In our study, increase in CCT shows statistically significant correlation with increase of measurement error of RT (r = 0.43; P <0.001). For every 100 microns of CCT increase, IOP values over CLs increased for 5 mmHg comparing to those without them. Anton found in his study that RT depends on the CCT (15). In his study, for each 100 microns of increase in CCT, the IOP measured over CL increased by 3 mmHg (P = 0.04 in a linear regression model). Nacaroglou and authors have observed that CCT increase did not show any correlation with the differences of the measurements: between RT with and without CL (P = 0.329), between RT and GAT with CLs (P = 0.07) as well as between RT and GAT withou CLs (P = 0.189) in linear regression model (14). When a soft CL is fitted, the “new” body composed of cornea and CL has a greater central thickness than the cornea alone, a possible different external surface curvature depending on the CL power and, presumably, different biomechanical characteristics, depending on the lens material mechanical properties as in Young’s modulus (13).

Several studies measured influence of CCT on IOP in RT, Airpuff tonometer and GAT measurements. Jorge and authors concluded that IOP values obtained with the RT are higher in thicker corneas and are positively correlated with biomechanical corneal parameters, namely corneal resistance factor (23). CCT, as well as elastic and viscous properties of the cornea seem to play a significant role in the interaction of the RT probe with the ocular surface. Brusini found in his study that a CCT change of 10 μm resulted in an Icare reading deviation of 0.7 mmHg (6). Rao and authors found that the difference in IOP obtained by the 2 measurements (RT/GAT) was be significantly influenced by CCT increasing maximally by 1 mmHg for every 10 μm increase in CCT (24). Anton showed that the difference between the native measurement and the CL measurement was not dependent on the corneal thickness in non-contact tonometer (NCT) (15).

INFORMATION PROVIDED -
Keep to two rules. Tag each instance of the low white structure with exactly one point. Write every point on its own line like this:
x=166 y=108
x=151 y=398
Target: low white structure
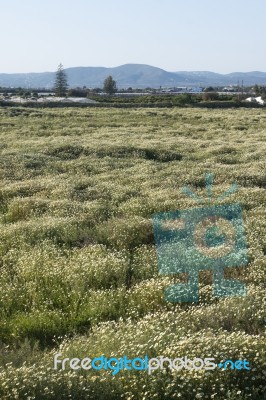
x=256 y=100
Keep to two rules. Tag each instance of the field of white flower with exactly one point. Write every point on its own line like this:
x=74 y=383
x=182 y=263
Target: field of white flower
x=79 y=272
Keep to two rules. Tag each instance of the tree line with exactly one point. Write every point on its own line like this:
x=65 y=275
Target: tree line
x=61 y=84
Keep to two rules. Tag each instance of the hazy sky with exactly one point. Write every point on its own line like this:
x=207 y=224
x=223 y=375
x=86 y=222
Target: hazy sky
x=201 y=35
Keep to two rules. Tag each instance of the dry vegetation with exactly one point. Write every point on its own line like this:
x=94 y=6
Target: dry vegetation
x=77 y=256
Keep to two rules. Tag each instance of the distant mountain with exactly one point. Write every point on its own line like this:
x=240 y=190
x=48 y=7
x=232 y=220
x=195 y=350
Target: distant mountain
x=132 y=75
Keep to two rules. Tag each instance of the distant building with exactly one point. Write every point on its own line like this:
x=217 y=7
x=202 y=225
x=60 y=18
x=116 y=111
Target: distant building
x=256 y=100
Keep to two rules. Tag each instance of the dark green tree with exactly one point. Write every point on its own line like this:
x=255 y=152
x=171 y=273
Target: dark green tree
x=60 y=86
x=109 y=85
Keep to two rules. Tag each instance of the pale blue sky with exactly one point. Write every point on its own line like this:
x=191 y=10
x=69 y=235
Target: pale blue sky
x=204 y=35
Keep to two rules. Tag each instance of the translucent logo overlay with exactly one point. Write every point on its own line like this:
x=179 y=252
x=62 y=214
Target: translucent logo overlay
x=211 y=237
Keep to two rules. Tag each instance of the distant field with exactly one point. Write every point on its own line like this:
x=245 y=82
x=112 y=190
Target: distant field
x=78 y=263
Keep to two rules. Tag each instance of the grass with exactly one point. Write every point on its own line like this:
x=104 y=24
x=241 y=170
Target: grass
x=78 y=262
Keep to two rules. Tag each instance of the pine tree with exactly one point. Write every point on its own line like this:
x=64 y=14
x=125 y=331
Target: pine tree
x=60 y=86
x=109 y=85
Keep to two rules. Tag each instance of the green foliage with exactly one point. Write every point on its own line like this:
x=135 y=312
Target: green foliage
x=60 y=85
x=78 y=263
x=109 y=85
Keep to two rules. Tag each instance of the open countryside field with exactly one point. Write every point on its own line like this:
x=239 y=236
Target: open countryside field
x=79 y=273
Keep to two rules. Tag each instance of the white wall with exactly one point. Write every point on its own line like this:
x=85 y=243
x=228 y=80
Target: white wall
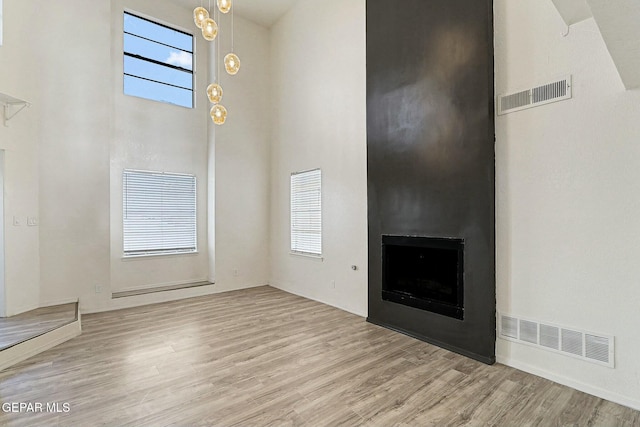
x=20 y=72
x=64 y=158
x=72 y=112
x=318 y=106
x=240 y=160
x=2 y=299
x=568 y=195
x=155 y=136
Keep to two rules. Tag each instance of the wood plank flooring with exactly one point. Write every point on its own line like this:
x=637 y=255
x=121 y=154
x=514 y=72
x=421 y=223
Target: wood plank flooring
x=262 y=357
x=23 y=326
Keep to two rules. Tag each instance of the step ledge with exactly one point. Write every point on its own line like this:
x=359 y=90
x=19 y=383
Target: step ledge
x=22 y=351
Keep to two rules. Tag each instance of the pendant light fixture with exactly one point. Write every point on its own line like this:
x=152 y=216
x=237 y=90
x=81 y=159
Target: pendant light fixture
x=224 y=6
x=199 y=15
x=218 y=114
x=214 y=93
x=209 y=29
x=231 y=60
x=206 y=20
x=232 y=64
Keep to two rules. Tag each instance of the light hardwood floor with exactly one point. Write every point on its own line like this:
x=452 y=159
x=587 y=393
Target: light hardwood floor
x=262 y=357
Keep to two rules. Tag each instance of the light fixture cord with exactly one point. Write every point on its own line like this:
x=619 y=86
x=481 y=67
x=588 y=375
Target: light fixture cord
x=218 y=51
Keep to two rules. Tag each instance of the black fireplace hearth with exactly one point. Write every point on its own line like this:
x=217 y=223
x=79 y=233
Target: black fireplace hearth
x=425 y=273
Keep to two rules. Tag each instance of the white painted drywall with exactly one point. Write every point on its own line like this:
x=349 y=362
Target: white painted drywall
x=20 y=74
x=64 y=158
x=155 y=136
x=568 y=197
x=2 y=299
x=240 y=160
x=73 y=114
x=318 y=108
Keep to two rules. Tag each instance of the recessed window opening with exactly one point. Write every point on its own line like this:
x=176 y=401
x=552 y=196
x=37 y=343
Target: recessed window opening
x=306 y=212
x=158 y=61
x=159 y=213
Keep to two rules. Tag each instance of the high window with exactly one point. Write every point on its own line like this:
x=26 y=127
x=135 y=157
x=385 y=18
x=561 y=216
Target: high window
x=159 y=213
x=158 y=61
x=306 y=212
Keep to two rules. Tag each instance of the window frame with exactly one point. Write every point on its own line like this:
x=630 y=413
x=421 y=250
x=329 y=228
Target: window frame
x=148 y=252
x=148 y=60
x=298 y=236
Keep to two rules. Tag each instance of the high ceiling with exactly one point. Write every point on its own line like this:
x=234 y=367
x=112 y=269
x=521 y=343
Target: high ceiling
x=263 y=12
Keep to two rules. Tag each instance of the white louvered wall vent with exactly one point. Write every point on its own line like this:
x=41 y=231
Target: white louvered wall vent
x=596 y=348
x=557 y=90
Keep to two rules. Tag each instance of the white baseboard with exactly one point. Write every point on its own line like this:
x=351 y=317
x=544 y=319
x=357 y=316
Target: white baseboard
x=20 y=352
x=296 y=292
x=569 y=382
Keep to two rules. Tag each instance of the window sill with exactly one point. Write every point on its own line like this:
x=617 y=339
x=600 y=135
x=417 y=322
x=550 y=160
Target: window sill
x=147 y=256
x=307 y=255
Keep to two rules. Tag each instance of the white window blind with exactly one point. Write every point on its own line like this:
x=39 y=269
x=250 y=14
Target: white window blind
x=159 y=213
x=306 y=212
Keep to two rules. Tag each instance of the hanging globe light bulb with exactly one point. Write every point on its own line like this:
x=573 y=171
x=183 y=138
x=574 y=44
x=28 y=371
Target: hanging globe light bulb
x=214 y=92
x=218 y=114
x=199 y=15
x=231 y=63
x=224 y=6
x=209 y=29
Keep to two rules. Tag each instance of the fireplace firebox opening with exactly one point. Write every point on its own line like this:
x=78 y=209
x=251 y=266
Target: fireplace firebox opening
x=425 y=273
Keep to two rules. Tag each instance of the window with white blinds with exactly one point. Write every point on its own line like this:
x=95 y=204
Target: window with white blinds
x=159 y=213
x=306 y=212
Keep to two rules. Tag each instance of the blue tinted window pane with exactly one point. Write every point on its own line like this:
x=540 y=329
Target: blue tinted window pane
x=159 y=73
x=159 y=52
x=157 y=92
x=159 y=33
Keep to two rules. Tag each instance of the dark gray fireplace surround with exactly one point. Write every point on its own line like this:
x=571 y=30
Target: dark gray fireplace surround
x=430 y=148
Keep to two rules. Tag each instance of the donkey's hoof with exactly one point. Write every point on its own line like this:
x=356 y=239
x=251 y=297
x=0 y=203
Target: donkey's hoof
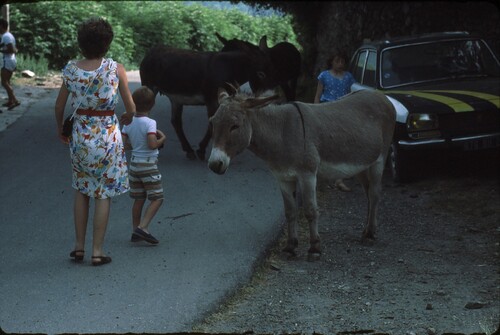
x=190 y=155
x=314 y=249
x=313 y=256
x=290 y=250
x=368 y=239
x=201 y=155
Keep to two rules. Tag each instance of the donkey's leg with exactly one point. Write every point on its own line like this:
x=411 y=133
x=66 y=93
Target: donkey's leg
x=176 y=120
x=211 y=109
x=287 y=188
x=371 y=179
x=308 y=187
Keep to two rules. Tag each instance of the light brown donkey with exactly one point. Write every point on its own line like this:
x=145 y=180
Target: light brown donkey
x=303 y=142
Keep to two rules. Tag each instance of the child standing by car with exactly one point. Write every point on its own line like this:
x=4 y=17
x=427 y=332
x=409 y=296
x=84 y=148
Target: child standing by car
x=334 y=83
x=145 y=179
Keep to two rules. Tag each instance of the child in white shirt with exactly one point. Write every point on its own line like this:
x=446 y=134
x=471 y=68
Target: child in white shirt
x=144 y=139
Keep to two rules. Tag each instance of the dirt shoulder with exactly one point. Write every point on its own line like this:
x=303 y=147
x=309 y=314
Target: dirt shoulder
x=434 y=268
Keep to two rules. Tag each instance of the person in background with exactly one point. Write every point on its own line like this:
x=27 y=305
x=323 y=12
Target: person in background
x=144 y=139
x=9 y=50
x=334 y=83
x=98 y=158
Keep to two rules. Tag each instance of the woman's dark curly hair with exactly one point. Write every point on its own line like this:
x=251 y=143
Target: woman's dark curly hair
x=94 y=37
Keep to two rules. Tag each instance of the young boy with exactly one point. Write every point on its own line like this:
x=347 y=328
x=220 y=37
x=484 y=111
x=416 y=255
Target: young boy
x=145 y=179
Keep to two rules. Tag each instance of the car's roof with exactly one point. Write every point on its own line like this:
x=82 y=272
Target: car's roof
x=416 y=38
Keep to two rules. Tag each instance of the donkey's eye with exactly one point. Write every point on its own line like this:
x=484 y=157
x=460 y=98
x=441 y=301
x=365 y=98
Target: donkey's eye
x=234 y=127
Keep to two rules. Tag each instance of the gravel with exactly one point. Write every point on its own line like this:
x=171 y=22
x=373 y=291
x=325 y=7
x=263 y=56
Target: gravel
x=434 y=268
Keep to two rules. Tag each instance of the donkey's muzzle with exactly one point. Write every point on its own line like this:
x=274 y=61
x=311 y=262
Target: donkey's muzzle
x=218 y=161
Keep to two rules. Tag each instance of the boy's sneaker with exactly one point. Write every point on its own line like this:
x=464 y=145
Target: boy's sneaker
x=141 y=234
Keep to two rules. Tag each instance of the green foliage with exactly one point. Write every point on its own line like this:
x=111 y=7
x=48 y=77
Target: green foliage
x=45 y=31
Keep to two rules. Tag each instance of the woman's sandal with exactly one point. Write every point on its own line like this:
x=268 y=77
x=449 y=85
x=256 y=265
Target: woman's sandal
x=102 y=260
x=77 y=255
x=13 y=105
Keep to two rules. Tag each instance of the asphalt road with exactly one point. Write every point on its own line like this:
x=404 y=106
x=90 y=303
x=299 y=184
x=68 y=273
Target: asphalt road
x=212 y=231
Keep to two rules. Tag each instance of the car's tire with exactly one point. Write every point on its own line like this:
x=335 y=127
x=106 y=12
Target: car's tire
x=400 y=164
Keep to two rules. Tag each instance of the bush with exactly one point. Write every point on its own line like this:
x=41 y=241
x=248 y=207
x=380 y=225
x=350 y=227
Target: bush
x=46 y=30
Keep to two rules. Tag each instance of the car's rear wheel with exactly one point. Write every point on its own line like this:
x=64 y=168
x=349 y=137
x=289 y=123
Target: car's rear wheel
x=400 y=164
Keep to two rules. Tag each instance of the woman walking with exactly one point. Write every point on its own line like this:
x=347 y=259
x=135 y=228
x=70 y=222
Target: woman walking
x=97 y=154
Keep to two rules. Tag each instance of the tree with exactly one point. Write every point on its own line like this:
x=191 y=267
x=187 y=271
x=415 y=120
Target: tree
x=322 y=27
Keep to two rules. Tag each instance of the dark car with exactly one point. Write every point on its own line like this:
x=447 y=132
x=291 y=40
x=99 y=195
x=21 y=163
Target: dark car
x=445 y=88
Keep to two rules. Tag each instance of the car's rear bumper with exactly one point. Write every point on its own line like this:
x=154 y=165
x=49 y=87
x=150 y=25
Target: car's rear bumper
x=467 y=143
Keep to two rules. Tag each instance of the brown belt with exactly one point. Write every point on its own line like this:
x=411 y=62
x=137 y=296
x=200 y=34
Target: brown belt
x=93 y=112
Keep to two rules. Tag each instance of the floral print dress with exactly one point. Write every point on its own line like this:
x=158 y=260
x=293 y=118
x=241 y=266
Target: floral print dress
x=96 y=147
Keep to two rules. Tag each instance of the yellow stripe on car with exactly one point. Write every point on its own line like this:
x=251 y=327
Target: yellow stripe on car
x=494 y=99
x=455 y=104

TASK SET -
A: Answer these questions from the corneal thickness and tonometry text.
(i) In the authors' own study, by how much did IOP values over CLs increase for every 100 microns of CCT increase?
(ii) According to Brusini, what Icare reading deviation resulted from a CCT change of 10 μm?
(iii) Which biomechanical corneal parameter did Jorge and authors name as positively correlated with RT IOP values?
B: Pick up the corneal thickness and tonometry text after its final sentence and continue it.

TASK-BY-TASK ANSWERS -
A:
(i) 5 mmHg
(ii) 0.7 mmHg
(iii) Corneal resistance factor

B:
Results of our study have shown that most of the variations in IOP measurements were in diopter powers from +2.00 to +6.00 Dsph. Patel explained that eyes with plus diopter lenses will have steeper front surface compared with minus lenses and the volume of material compressed during applanation on a +6.00 Dsph lens is approximately 30% greater than the material applanated on -6.00 Dsph lens over a 3.6 mm diameter of applanation. Also, he concluded that non-contact tonometry (Nidek NT 3000) can be performed with sufficient accuracy over a soft lens on condition: (a) lens centre thickness is no more 0.30 mm and (b) power is not greater than +3.00 Dsph (25). Gogniat revieled that dynamic contour tonometry (DCT) over silicone hydrogel CL was not influenced by lens power, but only a small but statistically significant difference of 0.62 mmHg was found for the IOP measurement with the hydrogel CL of +5.00 Dsph compared with “no CL” (26). Burvenich revealed in his study that DCT principle of IOP measurement is totally independent of the biomechanical properties of the cornea. His study had shown that in statistical calculation there is no correlation between DCT and CCT, while applanation tonometry performed with a non-contact tonometer (NCT) is influenced by CCT (27). Briceno and authors have shown that NCT is significantly more affected by the CCT than the DCT and therefore these methods are not interchangeable (28).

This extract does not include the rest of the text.